Short exercise A | Rewrite the paragraph in the euro crisis article that begins "Other proposals aiming to keep financing" as a short bulleted list that keeps its main facts.

Given passage |
>> begin
ECB President Mario Draghi has said he’s prepared to do whatever it takes to defend the euro, including cutting interest rates and making low-cost loans available to banks, the latter tool known as a long-term refinancing operation that aims to spur lending.

Bond yields have soared to over 7.7 percent in Spanish government debt auctions recently, well above a 7 percent threshold deemed unsustainable by the markets, suggesting that investors feel the country needs a bail out.

Calls for ECB action are growing.

Still, Zoellick says, structural reforms are needed that pay down debts while fostering as much growth as possible.

“Monetary policy fundamentally buys time. It doesn’t deal with the fundamentals,” Zoellick tells CNBC.

“They have to make reforms. The Germans are right, they (Spain and Italy) have to fix their fiscal situation, but also structural reforms for competitiveness,” he adds.

Other proposals aiming to keep financing available for debt-ridden southern European countries include making more rescue funding available from the continent’s bailout fund, the European Stability Mechanism, as well as the issue of a single bond backed by all eurozone nations, known widely as a Euro Bond.

Germany has resisted the idea of participating in a single bond issue on the notion that it would be asking its taxpayers to shoulder debt burdens of other countries and raise interest rates at home.

The United States, meanwhile, is in little position to help, as it is facing a sharp fiscal adjustment at home.

At the end of the year, tax breaks are scheduled to expire while automatic cuts to fiscal spending kick in, a combination known as the fiscal cliff, which could send the country back into recession in 2013.

“The tendency is to kick the can down the path and maintain the status quo through inaction. That won’t work this time,” Zoellick says regarding the looming fiscal cliff.

“There’s over a trillion dollars in spending cuts that will be made in defense and non-defense unless you act,” he explains.

The European debt crisis has seriously hampered business for many global companies, including those based in the United States and elsewhere, such as in Brazil and China.

“The new reality is that this world is not in a normal growth mode,” Dow Chemical Chief Executive Officer Andrew Liveris said recently, according to The Associated Press.

“And it does not appear that we will see this for at least 12 to 24 months,” he noted.

Other CEOs have voiced similar concerns.

“The steady drumbeat of negative news emanating out of Europe is certainly having an impact,” Royal Caribbean CEO Richard Fain said, the AP reported.
>> end
Given data |
>> begin
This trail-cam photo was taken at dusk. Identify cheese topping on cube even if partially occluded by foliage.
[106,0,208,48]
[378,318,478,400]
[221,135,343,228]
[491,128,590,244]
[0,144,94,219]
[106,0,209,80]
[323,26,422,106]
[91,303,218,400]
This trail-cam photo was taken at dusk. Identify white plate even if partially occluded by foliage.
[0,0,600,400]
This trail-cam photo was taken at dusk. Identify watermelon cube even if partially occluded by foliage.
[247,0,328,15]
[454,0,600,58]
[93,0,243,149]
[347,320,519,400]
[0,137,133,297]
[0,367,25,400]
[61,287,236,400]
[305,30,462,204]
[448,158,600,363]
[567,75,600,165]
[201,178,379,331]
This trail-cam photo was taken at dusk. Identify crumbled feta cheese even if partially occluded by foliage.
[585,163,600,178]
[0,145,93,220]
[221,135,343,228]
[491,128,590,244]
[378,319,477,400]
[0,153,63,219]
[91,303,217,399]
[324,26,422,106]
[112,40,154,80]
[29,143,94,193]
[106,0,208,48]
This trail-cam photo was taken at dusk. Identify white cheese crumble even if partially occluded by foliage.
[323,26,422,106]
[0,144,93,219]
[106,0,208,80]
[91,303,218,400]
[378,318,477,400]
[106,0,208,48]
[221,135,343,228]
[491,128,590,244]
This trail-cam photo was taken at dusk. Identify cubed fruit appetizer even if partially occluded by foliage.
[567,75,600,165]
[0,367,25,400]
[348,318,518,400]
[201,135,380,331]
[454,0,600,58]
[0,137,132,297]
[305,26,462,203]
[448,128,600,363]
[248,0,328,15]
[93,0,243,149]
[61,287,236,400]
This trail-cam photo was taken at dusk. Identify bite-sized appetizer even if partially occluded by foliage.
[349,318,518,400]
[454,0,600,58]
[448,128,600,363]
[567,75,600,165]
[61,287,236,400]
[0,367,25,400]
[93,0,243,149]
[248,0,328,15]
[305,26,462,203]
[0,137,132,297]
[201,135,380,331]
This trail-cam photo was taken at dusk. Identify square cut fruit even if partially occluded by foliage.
>> end
Short exercise B | Format the records as a Markdown table with the columns Row and Entry. Start at the record line that contains "This trail-cam photo was taken at dusk. Identify cubed", go through the final line of the records, and leave out blank lines.

Task result A |
- Aim: keep financing available for debt-ridden southern European countries
- Proposal 1: make more rescue funding available from the European Stability Mechanism, the continent's bailout fund
- Proposal 2: issue a single bond backed by all eurozone nations, widely known as a Euro Bond

Task result B |
| Row | Entry |
|---|---|
| 1 | This trail-cam photo was taken at dusk. Identify cubed fruit appetizer even if partially occluded by foliage. |
| 2 | [567,75,600,165] |
| 3 | [0,367,25,400] |
| 4 | [348,318,518,400] |
| 5 | [201,135,380,331] |
| 6 | [454,0,600,58] |
| 7 | [0,137,132,297] |
| 8 | [305,26,462,203] |
| 9 | [448,128,600,363] |
| 10 | [248,0,328,15] |
| 11 | [93,0,243,149] |
| 12 | [61,287,236,400] |
| 13 | This trail-cam photo was taken at dusk. Identify bite-sized appetizer even if partially occluded by foliage. |
| 14 | [349,318,518,400] |
| 15 | [454,0,600,58] |
| 16 | [448,128,600,363] |
| 17 | [567,75,600,165] |
| 18 | [61,287,236,400] |
| 19 | [0,367,25,400] |
| 20 | [93,0,243,149] |
| 21 | [248,0,328,15] |
| 22 | [305,26,462,203] |
| 23 | [0,137,132,297] |
| 24 | [201,135,380,331] |
| 25 | This trail-cam photo was taken at dusk. Identify square cut fruit even if partially occluded by foliage. |